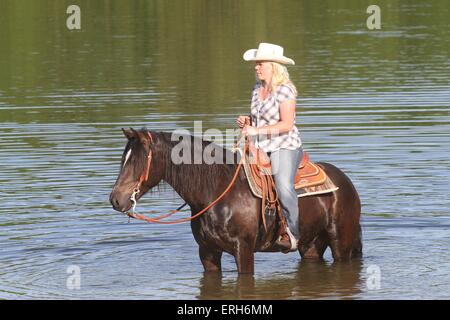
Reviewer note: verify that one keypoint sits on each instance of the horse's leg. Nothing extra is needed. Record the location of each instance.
(343, 241)
(315, 249)
(357, 246)
(245, 257)
(211, 259)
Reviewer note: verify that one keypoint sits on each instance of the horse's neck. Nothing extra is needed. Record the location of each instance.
(197, 184)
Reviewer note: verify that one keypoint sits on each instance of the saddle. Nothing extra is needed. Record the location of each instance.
(310, 179)
(308, 174)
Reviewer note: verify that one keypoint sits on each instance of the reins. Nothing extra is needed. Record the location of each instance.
(144, 177)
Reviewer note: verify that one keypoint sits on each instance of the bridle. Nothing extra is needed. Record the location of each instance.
(144, 175)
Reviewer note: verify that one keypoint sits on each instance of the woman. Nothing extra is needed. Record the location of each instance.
(272, 123)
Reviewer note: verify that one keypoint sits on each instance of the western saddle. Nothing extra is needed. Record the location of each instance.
(259, 174)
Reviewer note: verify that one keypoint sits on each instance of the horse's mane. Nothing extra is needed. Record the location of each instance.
(189, 177)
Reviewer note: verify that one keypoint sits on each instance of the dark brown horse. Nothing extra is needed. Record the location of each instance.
(234, 224)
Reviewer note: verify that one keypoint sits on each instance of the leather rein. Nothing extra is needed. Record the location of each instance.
(144, 178)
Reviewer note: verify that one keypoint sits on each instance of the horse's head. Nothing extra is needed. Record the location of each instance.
(140, 169)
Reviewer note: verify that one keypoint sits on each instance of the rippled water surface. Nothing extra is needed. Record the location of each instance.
(374, 103)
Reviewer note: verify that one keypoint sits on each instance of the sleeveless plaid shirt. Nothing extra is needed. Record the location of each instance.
(267, 112)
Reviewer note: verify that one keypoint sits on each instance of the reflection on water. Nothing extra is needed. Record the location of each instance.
(375, 104)
(311, 280)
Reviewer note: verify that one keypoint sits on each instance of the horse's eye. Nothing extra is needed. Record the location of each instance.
(127, 157)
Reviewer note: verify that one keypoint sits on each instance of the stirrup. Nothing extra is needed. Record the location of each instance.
(292, 240)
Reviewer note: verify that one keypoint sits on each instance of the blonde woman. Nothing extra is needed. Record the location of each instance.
(272, 123)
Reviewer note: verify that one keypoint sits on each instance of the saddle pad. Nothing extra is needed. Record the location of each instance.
(310, 180)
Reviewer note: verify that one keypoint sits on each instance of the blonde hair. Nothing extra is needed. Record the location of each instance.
(280, 76)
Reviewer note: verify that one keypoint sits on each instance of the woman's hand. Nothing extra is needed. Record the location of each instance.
(242, 121)
(249, 131)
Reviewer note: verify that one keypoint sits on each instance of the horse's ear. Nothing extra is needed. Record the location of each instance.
(143, 138)
(129, 133)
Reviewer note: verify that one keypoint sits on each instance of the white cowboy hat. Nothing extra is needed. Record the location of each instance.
(267, 52)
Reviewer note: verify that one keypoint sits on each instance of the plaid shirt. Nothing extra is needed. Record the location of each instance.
(267, 112)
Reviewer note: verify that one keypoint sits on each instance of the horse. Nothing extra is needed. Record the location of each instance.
(233, 224)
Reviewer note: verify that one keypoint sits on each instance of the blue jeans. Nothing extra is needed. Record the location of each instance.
(284, 166)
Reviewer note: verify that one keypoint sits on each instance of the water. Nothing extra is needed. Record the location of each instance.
(374, 103)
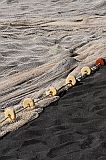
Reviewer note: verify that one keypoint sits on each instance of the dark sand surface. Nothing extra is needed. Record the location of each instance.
(72, 129)
(42, 42)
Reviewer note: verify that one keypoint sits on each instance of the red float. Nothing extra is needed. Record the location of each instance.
(100, 61)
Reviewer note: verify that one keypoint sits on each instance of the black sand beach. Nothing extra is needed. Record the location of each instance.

--------------------------------

* _Exercise details_: Arrange every one of the rows above as a JSON list of strings, one string for each line, with blank lines dropped and the pictures left out.

* _Expected answer_:
[
  "Reviewer note: verify that one keypoint sits on each instance of the horse's leg. Nothing extra is needed. Record the location of each instance.",
  "(343, 241)",
  "(315, 249)",
  "(357, 246)",
  "(245, 257)",
  "(211, 259)",
  "Reviewer note: verify that one keypoint sits on each instance of the horse's neck. Nothing extra is needed. Record the location of each instance.",
  "(197, 184)",
  "Reviewer note: verify that one keypoint sits on each instance of the saddle. Nothing extra is needed. Record the location of each instance.",
  "(310, 179)",
  "(308, 174)",
  "Reviewer note: verify that one keypoint sits on each instance of the reins. Nothing extra is needed. Record the location of each instance.",
  "(144, 177)",
  "Reviewer note: verify that one keypoint sits on each instance of the bridle. Nothing extra is needed. Record the location of each instance.",
  "(144, 175)",
  "Reviewer note: verify that one keypoint sits on each instance of the woman. Nothing extra is needed. Record the location of each instance.",
  "(272, 123)",
  "Reviewer note: verify that one keypoint sits on each instance of the western saddle. Nothing extra is needed. Record the location of each instance.",
  "(259, 174)",
  "Reviewer note: verify that one keypoint sits on each instance of the horse's mane. Nothing extra is needed. Record the location of each instance.",
  "(189, 177)",
  "Reviewer note: verify that one keypoint sits on each instance of the dark brown horse. Nothing extra is needed. Record the location of each instance.",
  "(234, 224)",
  "Reviewer note: verify that one keypoint sits on each instance of the leather rein. Nothing extra is needed. Record the location of each instance.",
  "(144, 178)",
  "Reviewer note: verify that one keypoint sits on each instance of the horse's head. Nothing extra is needed. Record the location of each instance.",
  "(140, 169)",
  "Reviewer note: verify that one keypoint sits on each instance of the rippled water surface. Nothing extra is needed. Record the location of each instance.",
  "(374, 103)",
  "Reviewer note: verify that one keypoint sits on each instance of the sleeveless plaid shirt. Nothing extra is needed. Record the location of each instance.",
  "(267, 112)",
  "Reviewer note: verify that one keypoint sits on each instance of the reflection on water. Nothing extra is needed. Record the location of each instance.",
  "(375, 104)",
  "(311, 280)",
  "Reviewer note: verify that one keypoint sits on each instance of the horse's eye. Nothing extra is needed. Record the location of each instance.",
  "(127, 157)",
  "Reviewer note: verify that one keypoint sits on each instance of the stirrup. Nothing extra is needed. Record the location of each instance.",
  "(292, 240)",
  "Reviewer note: verify that one keypoint sits on each instance of the blonde woman. Nothing extra is needed. Record the location of each instance.",
  "(272, 123)",
  "Reviewer note: verify that one keypoint sits on each instance of the saddle pad. Nothing extra is needed. Record the location of each instance.",
  "(310, 180)",
  "Reviewer note: verify that one keypoint sits on each instance of the blonde hair. Nothing extra is needed. Record the location of each instance.",
  "(280, 76)",
  "Reviewer note: verify that one keypoint sits on each instance of the woman's hand. Nothing extra is needed. Record the location of each instance.",
  "(242, 121)",
  "(249, 131)",
  "Reviewer note: verify that one keypoint sits on each instance of the horse's ear. Nothing extra is needed. Record the location of each instance.",
  "(143, 138)",
  "(129, 133)",
  "Reviewer note: verify that one keypoint sits on each instance of the white cowboy hat. Nothing extra is needed. Record the location of each instance.",
  "(267, 52)",
  "Reviewer note: verify that one keypoint sits on each instance of the plaid shirt. Nothing extra is needed. Record the location of each instance.",
  "(267, 112)",
  "Reviewer note: verify that one keypoint sits on each instance of the horse. Nothing extra is needed. Record the location of each instance.",
  "(233, 224)",
  "Reviewer note: verify that one keypoint sits on each instance of the blue jeans. Nothing extra is needed. Record the location of each instance.",
  "(284, 166)",
  "Reviewer note: verify that one keypoint sits on each instance of the water. Nothing extra is needed. Record the location of each instance.",
  "(374, 103)",
  "Reviewer note: verify that one keypoint sits on each instance of the dark sand surface. Nothing extra is needed. Record the location of each instance.",
  "(72, 129)",
  "(42, 42)",
  "Reviewer note: verify that one keypoint sits on each instance of the red float. Nothing extra is needed. Record the location of each instance.",
  "(100, 61)",
  "Reviewer note: verify that one keypoint sits on each instance of the black sand beach. Nothing extra is needed. Record the location of each instance."
]